Parts of the exercise
A. Return the portion of the forum thread starting with "Now I have 65" and going on through "the bite sleeve.", copied word for word.
B. Locate every line of the listing that contains the string "instance" and copy each one in full.
++++ Given text
# The 65 Most Perfectly Timed Military Photos You’ll Ever See



## Ooh-Rah (Apr 2, 2015)

They are all listed in story, no 'multi-clicks' to move from photo-to-photo.  I have questions about some, but figure I'll give a few days for folks to check out.  Some of these are just amazing...

http://www.rsvlts.com/2015/03/31/perfect-timed-military-photos/

Examples:


----------



## Red Flag 1 (Apr 2, 2015)

Great photos! Thanks for the link!!


----------



## pardus (Apr 3, 2015)

Very cool!


----------



## Grunt (Apr 3, 2015)

Now I have 65 more options for new screen savers! 

Very cool photos indeed.


----------



## racing_kitty (Apr 3, 2015)

My personal faves: Marine drill team with Fat Albert overhead, and the flying dog attacking the bite sleeve.


----------



## Viper1 (Apr 3, 2015)

The Carl G and AT-4 photos are awesome.


----------



## parallel (Apr 3, 2015)

I can add another, this was taken from the bridge of the USS John L Hall (FFG-32) circa 1987-88ish.


----------



## DA SWO (Apr 3, 2015)
++++++++
++++ Data shown
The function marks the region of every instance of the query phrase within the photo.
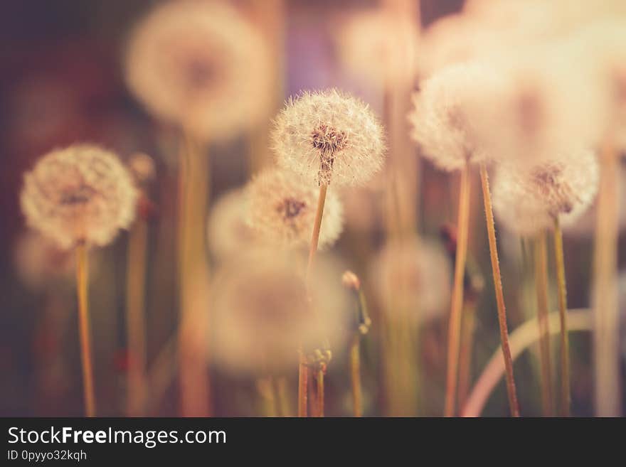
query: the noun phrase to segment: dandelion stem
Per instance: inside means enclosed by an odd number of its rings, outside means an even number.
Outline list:
[[[474,347],[474,328],[476,316],[476,300],[465,300],[461,326],[461,345],[459,357],[459,407],[462,407],[469,392],[472,367],[472,351]]]
[[[487,221],[487,231],[489,237],[489,255],[492,260],[492,271],[494,276],[494,287],[496,292],[496,303],[498,306],[498,323],[500,326],[500,340],[502,355],[504,358],[504,367],[506,370],[506,393],[509,396],[509,406],[511,415],[519,417],[519,407],[517,404],[517,394],[515,380],[513,377],[513,360],[509,346],[509,330],[506,327],[506,308],[504,306],[504,293],[502,291],[502,278],[500,276],[500,264],[498,259],[498,247],[496,243],[496,227],[494,223],[494,212],[492,208],[492,195],[489,186],[489,174],[484,163],[480,165],[480,181],[482,185],[482,198],[484,202],[484,215]]]
[[[185,135],[181,154],[179,213],[181,405],[184,416],[210,414],[206,372],[208,269],[204,225],[208,204],[208,158]]]
[[[139,219],[130,231],[127,269],[127,334],[130,365],[127,413],[141,415],[146,402],[146,323],[144,314],[147,224]]]
[[[87,245],[76,247],[76,282],[78,292],[78,329],[80,335],[80,361],[83,363],[83,390],[85,413],[95,417],[95,396],[93,386],[93,366],[89,324],[89,270]]]
[[[461,336],[462,310],[463,306],[463,279],[467,257],[467,231],[469,225],[469,169],[466,166],[461,171],[459,190],[458,238],[455,262],[455,283],[448,323],[447,373],[445,390],[445,417],[455,414],[455,401],[458,377],[459,348]]]
[[[354,417],[363,416],[361,390],[361,336],[354,333],[350,343],[350,375],[352,382],[352,404]]]
[[[591,328],[591,313],[589,310],[570,310],[569,328],[568,332],[575,331],[588,331]],[[556,334],[559,332],[558,321],[560,318],[558,313],[551,313],[548,316],[550,333]],[[511,349],[513,358],[517,358],[521,353],[539,338],[539,327],[537,320],[534,318],[526,321],[511,334]],[[484,404],[489,399],[489,394],[496,387],[502,373],[504,365],[502,352],[497,350],[492,355],[484,370],[482,370],[474,389],[467,398],[467,403],[463,408],[462,417],[479,417]]]
[[[617,277],[619,173],[617,154],[608,138],[600,155],[593,252],[594,404],[599,417],[618,417],[621,413]]]
[[[558,316],[561,318],[561,414],[563,417],[569,417],[571,390],[570,388],[570,339],[567,323],[567,285],[563,254],[563,232],[558,218],[554,220],[554,258],[556,264],[556,282],[558,287]]]
[[[313,222],[313,233],[311,237],[311,247],[309,249],[309,261],[307,264],[307,281],[311,276],[315,255],[317,253],[317,245],[319,242],[319,230],[322,228],[322,218],[324,216],[324,205],[326,203],[326,193],[328,186],[322,183],[319,186],[319,196],[317,198],[317,210],[315,212],[315,220]],[[307,417],[307,400],[308,386],[307,377],[308,373],[307,358],[300,349],[300,362],[298,372],[298,417]],[[318,385],[319,385],[318,382]],[[322,380],[324,385],[324,380]],[[322,388],[323,390],[323,388]]]
[[[546,232],[535,240],[535,281],[539,323],[539,365],[541,368],[541,405],[544,417],[554,416],[550,335],[548,329],[548,249]]]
++++++++
Results for the exercise
A.
Now I have 65 more options for new screen savers! 

Very cool photos indeed.


----------



## racing_kitty (Apr 3, 2015)

My personal faves: Marine drill team with Fat Albert overhead, and the flying dog attacking the bite sleeve.

B.
The function marks the region of every instance of the query phrase within the photo.
Per instance: inside means enclosed by an odd number of its rings, outside means an even number.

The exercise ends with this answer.